■ **À votre tour**
Citez mot pour mot le passage de l'article sur le film Bambi qui commence par « Bambi, de Sébastien » et se poursuit jusqu'à « fois teintées d’autodérision. ».

■ **Extrait du document**
________________________________________

Bambi, de Sébastien Lifshitz

« La difficulté pour moi maintenant, c’est d’affronter les années qui passent.»

Lors de la conférence de presse qui précède le nouveau film de Sébastien Lifshitz Bambi, Marie-Pierre Pruvot dit Bambi, personnage éponyme du film, s’exprime avec une assurance et une intensité quelques fois teintées d’autodérision. 
« Il est difficile lorsqu’on a été jeune et jolie, ce que je prétends avoir été, de se regarder vieillir. Ce sont là les vraies difficultés. »

Le moins qu’on puisse dire, c’est qu’elle en impose. Il n’est donc pas difficile de croire que cette charmante dame fut un jour une figure du Paris nocturne des années 50, vedette du music-hall Le Carrousel. La seule chose qui paraît improbable en la regardant est de se dire que biologiquement, Bambi fut d’abord Jean-Pierre, né à Alger, il y a plusieurs années de cela. « Une identité qu’elle rejette dès l’enfance » nous explique-t-elle. En tant qu’homosexuelle, il n’est pas difficile de deviner cette détresse de vivre dans un corps, une pensée qui ne vous convient pas. A un degré moindre bien sûr, mais le simple fait d’être élevée avec la certitude que la sexualité qui définit votre identité est plus ou moins une abomination laisse présager qu’on ne se construira pas de la même façon que Mr ou Mme toutlemonde.

________________________________________

Extraits du jeu de données

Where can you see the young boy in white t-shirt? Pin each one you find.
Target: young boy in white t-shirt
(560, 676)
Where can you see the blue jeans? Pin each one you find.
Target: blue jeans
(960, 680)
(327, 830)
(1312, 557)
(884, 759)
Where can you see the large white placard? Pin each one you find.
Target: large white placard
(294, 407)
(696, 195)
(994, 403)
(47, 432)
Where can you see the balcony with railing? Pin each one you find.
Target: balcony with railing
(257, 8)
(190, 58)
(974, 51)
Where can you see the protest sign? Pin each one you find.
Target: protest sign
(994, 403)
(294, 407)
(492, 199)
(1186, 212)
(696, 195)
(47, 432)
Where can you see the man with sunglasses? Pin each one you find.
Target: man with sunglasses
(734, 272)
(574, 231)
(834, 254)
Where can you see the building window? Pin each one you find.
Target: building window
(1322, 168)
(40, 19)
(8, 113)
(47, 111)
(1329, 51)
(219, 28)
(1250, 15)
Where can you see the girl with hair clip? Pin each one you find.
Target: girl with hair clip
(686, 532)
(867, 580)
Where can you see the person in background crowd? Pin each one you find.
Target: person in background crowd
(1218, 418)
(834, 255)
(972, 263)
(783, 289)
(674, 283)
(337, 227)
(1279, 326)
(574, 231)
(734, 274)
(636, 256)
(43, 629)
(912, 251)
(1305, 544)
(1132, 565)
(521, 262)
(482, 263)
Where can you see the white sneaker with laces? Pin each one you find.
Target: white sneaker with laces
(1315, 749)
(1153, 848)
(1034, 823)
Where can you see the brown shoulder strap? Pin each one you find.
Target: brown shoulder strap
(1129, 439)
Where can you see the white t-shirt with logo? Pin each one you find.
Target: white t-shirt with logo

________________________________________

■ **Corrigé**
Bambi, de Sébastien Lifshitz

« La difficulté pour moi maintenant, c’est d’affronter les années qui passent.»

Lors de la conférence de presse qui précède le nouveau film de Sébastien Lifshitz Bambi, Marie-Pierre Pruvot dit Bambi, personnage éponyme du film, s’exprime avec une assurance et une intensité quelques fois teintées d’autodérision.